** START **

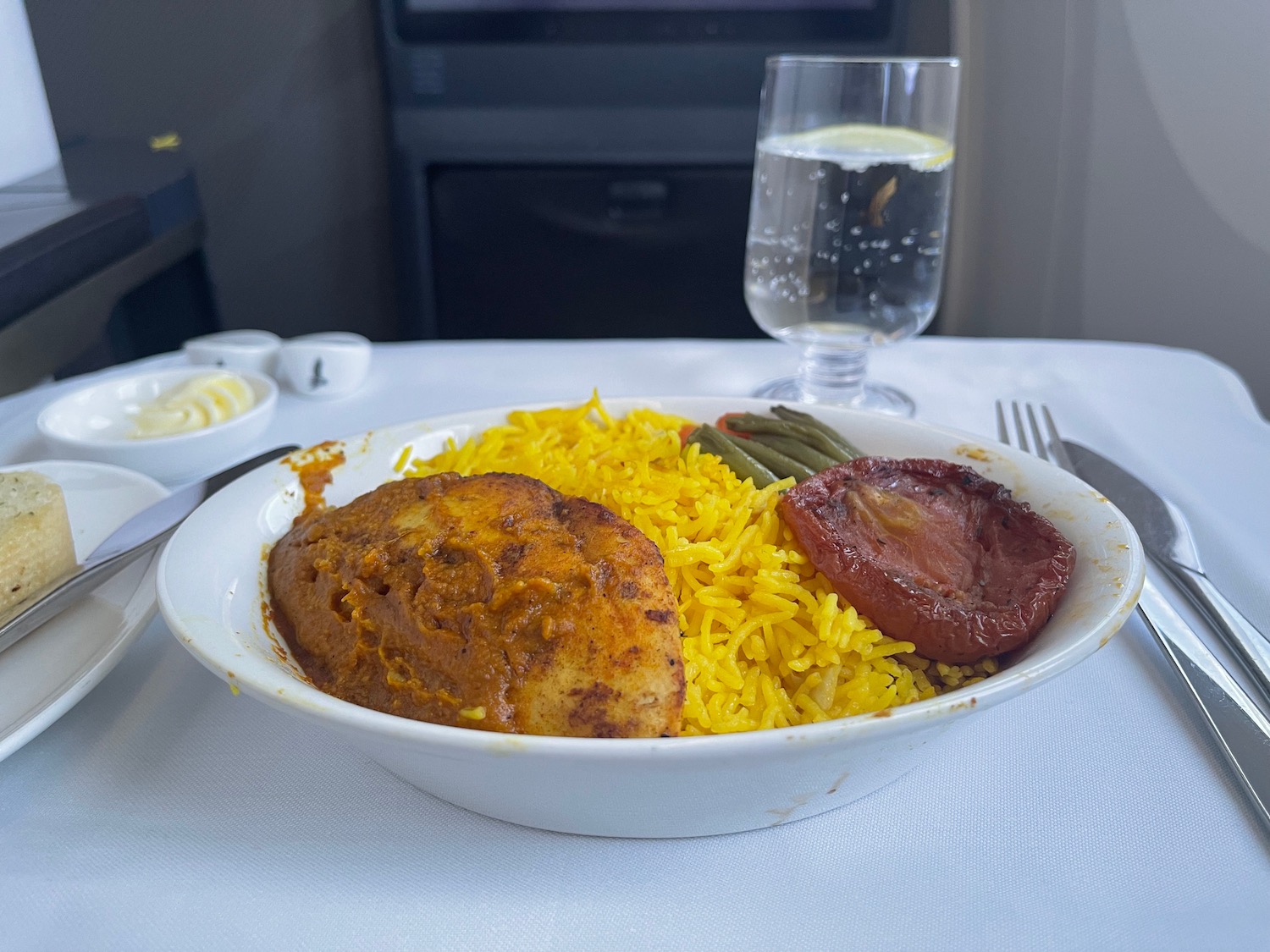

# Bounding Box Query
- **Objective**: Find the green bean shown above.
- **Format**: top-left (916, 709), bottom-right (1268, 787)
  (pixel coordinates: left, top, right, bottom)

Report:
top-left (723, 433), bottom-right (815, 480)
top-left (688, 423), bottom-right (777, 489)
top-left (728, 414), bottom-right (853, 464)
top-left (751, 433), bottom-right (838, 472)
top-left (772, 406), bottom-right (864, 459)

** END **

## [Exercise goal]
Copy the records above word for word, leaving out the pictures.

## [Exercise solution]
# Bounding Box Query
- **Objective**: Find the green bean shown above.
- **Format**: top-left (916, 709), bottom-right (1268, 787)
  (pixel coordinates: left, top, right, bottom)

Report:
top-left (723, 433), bottom-right (815, 480)
top-left (688, 423), bottom-right (777, 489)
top-left (728, 414), bottom-right (853, 464)
top-left (751, 433), bottom-right (838, 472)
top-left (772, 406), bottom-right (864, 459)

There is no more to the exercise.